Extracted records:
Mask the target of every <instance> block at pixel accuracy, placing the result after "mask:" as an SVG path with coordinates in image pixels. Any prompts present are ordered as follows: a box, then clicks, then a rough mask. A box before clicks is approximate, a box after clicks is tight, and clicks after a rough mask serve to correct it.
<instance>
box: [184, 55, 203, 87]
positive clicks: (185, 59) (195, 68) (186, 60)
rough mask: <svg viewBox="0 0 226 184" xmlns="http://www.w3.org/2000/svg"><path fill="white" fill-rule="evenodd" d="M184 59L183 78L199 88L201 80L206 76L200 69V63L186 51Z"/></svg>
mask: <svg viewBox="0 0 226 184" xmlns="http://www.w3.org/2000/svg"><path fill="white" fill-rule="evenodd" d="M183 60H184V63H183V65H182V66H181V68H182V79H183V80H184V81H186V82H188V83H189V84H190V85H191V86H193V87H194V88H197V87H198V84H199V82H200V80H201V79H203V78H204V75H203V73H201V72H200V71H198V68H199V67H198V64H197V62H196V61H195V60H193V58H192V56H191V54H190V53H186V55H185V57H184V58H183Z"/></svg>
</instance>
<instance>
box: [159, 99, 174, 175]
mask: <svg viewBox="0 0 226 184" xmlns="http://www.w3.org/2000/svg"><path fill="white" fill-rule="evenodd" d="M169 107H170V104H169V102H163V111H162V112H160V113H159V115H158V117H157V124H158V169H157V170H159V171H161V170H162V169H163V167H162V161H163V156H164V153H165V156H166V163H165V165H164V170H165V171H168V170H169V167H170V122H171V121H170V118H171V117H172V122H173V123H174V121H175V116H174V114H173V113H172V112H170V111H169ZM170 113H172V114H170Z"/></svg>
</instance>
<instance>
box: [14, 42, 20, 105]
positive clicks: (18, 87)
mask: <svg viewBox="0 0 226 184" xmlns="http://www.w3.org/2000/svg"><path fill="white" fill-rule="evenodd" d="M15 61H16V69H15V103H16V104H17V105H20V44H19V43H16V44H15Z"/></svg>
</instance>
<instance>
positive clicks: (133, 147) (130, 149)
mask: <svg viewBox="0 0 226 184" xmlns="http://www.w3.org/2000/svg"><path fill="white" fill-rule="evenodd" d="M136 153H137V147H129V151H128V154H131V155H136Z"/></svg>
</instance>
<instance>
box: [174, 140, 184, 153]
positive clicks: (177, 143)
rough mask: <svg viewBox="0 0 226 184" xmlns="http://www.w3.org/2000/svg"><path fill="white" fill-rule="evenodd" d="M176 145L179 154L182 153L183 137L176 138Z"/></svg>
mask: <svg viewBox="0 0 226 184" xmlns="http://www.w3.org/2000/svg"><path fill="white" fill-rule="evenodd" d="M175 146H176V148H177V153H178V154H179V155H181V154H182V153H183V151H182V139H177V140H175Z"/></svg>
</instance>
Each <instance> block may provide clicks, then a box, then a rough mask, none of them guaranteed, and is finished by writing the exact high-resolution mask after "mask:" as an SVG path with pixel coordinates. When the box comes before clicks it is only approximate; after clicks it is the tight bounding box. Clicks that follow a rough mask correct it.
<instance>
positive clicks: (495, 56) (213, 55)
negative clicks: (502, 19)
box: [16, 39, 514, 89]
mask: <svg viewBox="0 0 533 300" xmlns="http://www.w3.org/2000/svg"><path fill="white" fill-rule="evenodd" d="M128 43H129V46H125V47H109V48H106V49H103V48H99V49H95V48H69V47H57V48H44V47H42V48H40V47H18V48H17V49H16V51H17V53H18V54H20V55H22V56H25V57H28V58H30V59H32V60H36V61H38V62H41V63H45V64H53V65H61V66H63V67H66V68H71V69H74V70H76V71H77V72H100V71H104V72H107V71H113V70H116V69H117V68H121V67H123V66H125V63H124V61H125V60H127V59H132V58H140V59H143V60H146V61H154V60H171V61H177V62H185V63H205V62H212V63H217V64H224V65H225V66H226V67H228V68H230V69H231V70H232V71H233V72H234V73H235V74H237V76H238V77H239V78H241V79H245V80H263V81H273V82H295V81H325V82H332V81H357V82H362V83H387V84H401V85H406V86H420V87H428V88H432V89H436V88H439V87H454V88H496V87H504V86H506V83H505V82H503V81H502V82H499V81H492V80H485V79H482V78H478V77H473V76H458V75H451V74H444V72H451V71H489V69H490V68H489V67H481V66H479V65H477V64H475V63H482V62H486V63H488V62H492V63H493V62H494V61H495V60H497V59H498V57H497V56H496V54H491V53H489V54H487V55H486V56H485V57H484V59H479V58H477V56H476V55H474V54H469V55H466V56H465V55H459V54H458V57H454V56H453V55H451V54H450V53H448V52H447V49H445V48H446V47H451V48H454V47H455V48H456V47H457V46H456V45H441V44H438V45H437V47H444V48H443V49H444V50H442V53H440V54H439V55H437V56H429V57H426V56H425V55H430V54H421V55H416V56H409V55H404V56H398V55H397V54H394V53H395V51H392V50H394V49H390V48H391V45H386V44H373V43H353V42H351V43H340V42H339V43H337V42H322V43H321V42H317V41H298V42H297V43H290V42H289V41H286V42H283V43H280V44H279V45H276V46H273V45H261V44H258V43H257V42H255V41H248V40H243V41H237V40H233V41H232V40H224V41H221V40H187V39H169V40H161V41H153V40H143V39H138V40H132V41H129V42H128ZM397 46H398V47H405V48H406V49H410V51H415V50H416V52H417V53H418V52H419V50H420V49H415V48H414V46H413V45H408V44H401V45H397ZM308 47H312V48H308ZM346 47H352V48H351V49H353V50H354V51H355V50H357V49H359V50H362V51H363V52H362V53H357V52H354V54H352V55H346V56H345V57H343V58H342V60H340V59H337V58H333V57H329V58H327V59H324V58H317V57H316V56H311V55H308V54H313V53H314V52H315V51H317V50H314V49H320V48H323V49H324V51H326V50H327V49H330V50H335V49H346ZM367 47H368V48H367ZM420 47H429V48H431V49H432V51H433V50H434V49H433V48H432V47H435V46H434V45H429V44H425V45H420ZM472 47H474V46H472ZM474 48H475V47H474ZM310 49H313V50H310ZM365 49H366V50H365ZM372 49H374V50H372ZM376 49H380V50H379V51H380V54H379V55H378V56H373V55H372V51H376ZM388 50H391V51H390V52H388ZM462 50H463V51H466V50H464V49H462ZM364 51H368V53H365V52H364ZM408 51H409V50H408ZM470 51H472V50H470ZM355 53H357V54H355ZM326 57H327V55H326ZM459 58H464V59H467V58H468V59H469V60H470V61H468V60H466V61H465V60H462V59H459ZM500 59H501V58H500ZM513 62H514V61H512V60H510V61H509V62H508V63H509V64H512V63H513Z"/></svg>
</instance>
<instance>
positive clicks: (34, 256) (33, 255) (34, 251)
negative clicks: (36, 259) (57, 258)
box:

◆ **Exercise instructions**: Working through the records above, copy each line in which "negative" is found.

◆ **Answer to this task**:
negative clicks: (502, 19)
negative clicks: (36, 259) (57, 258)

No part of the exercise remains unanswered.